### Direction 1
Summarize the forum thread in two sentences.
### Direction 2
Write out the forum thread from "this is like" up to and including "time to taste....".

### Document extract
§

Hahahahahaha, I can't say that. I like mine best *after* it's cured for 6 monthes or even a year, but I smoke it here and there from the 7th week of flowering until hell freezes over or I run out of that crop. Hahahahaahaha

I can't smoke all that! I give it to all my friends that want any. They never buy it. Most of us have wrinkles we can hide a pound in. Mutt, don't you say it man....Hahahaha, I know you're going to say something funny...


----------



## HGB (Aug 1, 2006)

ya know stoney,

this is like the most off topic thread i have read in a long while 

got some k2 around 18 months into cure now


----------



## Stoney Bud (Aug 1, 2006)

Man, it has drifted. White strains to cure to cure time to taste....


----------



## Mutt (Aug 1, 2006)

Stoney Bud said:
			
		

> Most of us have wrinkles we can hide a pound in. Mutt, don't you say it man....Hahahaha, I know you're going to say something funny...


 
Guess thats that new kind of herb. "Crack" Weed. . Don't gotta worry about customs on that one. (EEEWWWW!!)


----------



## Stoney Bud (Aug 1, 2006)

Mutt said:
			
		

> Guess thats that new kind of herb. "Crack" Weed. . Don't gotta worry about customs on that one. (EEEWWWW!!)


I *knew* you were going to say something!

Hahahahahahaha


----------



## astra007 (Aug 1, 2006)

18 months into cure?  what ya planin to do - snort it?  or brownies?  got 1 'o those thingy's you put cuban cigars in i bet to keep moist.  eh?


----------

§

### Material shown

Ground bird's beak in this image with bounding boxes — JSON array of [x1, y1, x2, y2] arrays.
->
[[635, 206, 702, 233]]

§

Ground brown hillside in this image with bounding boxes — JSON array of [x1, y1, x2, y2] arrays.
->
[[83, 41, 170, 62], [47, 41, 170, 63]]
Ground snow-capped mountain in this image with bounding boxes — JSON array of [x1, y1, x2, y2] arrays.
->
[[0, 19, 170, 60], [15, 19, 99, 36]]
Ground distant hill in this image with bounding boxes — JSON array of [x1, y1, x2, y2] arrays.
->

§

### Response 1
Stoney Bud likes the crop best after six months to a year of curing but smokes some from the seventh week of flowering on, and gives the surplus to friends who never buy it. HGB calls the thread one of the most off-topic in a long while and mentions K2 about 18 months into its cure; Stoney Bud agrees it has drifted, Mutt jokes about "Crack" Weed, and astra007 asks what HGB plans to do with an 18-month cure.

### Response 2
this is like the most off topic thread i have read in a long while 

got some k2 around 18 months into cure now


----------



## Stoney Bud (Aug 1, 2006)

Man, it has drifted. White strains to cure to cure time to taste....